(Data taken from a collection)
※
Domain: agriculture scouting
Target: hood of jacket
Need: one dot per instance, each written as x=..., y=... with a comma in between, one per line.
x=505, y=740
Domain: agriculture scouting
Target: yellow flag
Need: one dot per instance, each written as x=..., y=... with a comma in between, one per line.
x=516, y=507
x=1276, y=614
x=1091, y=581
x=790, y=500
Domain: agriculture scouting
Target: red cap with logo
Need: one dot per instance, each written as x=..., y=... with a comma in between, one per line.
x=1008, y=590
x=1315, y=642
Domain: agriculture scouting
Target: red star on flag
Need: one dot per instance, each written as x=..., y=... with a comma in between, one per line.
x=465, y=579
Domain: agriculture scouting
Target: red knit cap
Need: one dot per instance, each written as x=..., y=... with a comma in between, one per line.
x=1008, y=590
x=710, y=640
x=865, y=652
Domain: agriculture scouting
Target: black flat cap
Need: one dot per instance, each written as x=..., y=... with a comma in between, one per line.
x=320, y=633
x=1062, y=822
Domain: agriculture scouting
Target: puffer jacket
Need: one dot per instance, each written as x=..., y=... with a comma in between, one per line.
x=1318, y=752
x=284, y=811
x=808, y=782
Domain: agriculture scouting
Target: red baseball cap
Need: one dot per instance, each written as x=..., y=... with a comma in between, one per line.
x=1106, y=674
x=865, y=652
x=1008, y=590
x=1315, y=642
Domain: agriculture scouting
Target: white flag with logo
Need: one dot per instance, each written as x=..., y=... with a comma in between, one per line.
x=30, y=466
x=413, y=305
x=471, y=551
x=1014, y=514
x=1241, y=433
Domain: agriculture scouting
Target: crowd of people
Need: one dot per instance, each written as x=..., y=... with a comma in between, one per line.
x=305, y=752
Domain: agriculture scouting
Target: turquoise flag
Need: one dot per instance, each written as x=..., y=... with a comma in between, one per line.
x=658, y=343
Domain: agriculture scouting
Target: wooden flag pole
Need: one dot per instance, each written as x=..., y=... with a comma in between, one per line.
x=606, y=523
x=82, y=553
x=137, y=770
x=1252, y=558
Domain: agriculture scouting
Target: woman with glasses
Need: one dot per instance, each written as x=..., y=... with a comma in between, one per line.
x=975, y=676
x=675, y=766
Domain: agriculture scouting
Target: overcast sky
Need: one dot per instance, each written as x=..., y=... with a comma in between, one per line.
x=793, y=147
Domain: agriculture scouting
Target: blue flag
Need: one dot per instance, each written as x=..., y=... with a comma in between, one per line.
※
REQUIRED TASK:
Copy the lines above, from the start of the records through the line containing "x=465, y=579", that line included.

EXERCISE ANSWER:
Domain: agriculture scouting
Target: hood of jacket
Need: one dot per instance, each written as x=..., y=... with a comma in between, one per line.
x=505, y=740
Domain: agriculture scouting
Target: yellow flag
Need: one dot per instance, each written as x=..., y=... with a comma in between, one per line.
x=516, y=507
x=1276, y=614
x=1091, y=581
x=790, y=500
Domain: agriculture scouting
Target: red cap with logo
Need: one dot per instance, each written as x=..., y=... with a comma in between, one per line.
x=1008, y=590
x=1315, y=642
Domain: agriculture scouting
Target: red star on flag
Need: one dot per instance, each written as x=..., y=... with a comma in between, one per line.
x=465, y=579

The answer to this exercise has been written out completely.